(Dataset entries)

========================================

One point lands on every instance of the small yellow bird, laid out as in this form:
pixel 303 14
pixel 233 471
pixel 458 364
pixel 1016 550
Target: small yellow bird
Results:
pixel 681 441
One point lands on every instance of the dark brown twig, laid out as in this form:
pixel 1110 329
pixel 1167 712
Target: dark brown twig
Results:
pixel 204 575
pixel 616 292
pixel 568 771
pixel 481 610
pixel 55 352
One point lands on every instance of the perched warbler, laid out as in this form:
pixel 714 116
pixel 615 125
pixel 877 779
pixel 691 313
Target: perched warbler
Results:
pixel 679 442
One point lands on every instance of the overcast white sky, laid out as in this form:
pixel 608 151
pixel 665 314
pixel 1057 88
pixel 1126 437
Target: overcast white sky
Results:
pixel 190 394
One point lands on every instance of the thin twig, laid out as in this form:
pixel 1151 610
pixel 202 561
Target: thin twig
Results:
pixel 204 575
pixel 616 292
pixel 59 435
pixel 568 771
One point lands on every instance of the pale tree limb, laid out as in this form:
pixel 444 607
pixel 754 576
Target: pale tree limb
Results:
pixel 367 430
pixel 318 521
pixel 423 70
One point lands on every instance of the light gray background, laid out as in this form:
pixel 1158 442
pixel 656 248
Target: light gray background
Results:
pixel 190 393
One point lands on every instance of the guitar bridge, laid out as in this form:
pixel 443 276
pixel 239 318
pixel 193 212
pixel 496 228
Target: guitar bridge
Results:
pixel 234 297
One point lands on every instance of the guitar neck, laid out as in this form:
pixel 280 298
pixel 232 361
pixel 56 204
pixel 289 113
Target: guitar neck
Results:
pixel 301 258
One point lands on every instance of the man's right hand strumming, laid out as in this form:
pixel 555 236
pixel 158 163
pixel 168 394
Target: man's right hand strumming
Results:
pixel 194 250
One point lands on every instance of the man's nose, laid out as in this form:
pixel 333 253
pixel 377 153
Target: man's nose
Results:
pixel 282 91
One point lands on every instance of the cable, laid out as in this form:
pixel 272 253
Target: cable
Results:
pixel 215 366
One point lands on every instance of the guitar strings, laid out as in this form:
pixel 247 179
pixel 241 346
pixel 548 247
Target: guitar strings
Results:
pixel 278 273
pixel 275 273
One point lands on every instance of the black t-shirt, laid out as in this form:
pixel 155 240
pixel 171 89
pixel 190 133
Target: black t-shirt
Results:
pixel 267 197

========================================

WHAT IS EXPECTED
Would you retype exactly the lines above, from the line with "pixel 691 313" to the line with "pixel 289 113", with both end lines kept and nothing more?

THE ANSWER
pixel 691 313
Target: perched warbler
Results:
pixel 679 442
One point lands on every instance of the overcast white sky, laid out as in this form:
pixel 608 151
pixel 665 314
pixel 1057 88
pixel 1126 437
Target: overcast white sky
Results:
pixel 190 394
One point lands on every instance of the thin twig, laid out as in this form:
pixel 1151 610
pixel 202 561
Target: thin twig
Results:
pixel 204 575
pixel 616 292
pixel 59 435
pixel 568 771
One point lands on every instance of the pale tree limb, laid out as in this form:
pixel 444 607
pixel 754 576
Target: pale tree limb
Results:
pixel 367 430
pixel 318 521
pixel 423 70
One point lands on every instance of the light gray background, laid out as in this form:
pixel 1158 442
pixel 656 248
Target: light gray background
Results:
pixel 190 393
One point lands on every instance of the guitar bridge, laid out as in this form:
pixel 443 276
pixel 239 318
pixel 193 212
pixel 496 228
Target: guitar bridge
Results:
pixel 234 297
One point lands on every instance of the guitar neck, laid out as in this form:
pixel 280 298
pixel 232 361
pixel 56 204
pixel 289 113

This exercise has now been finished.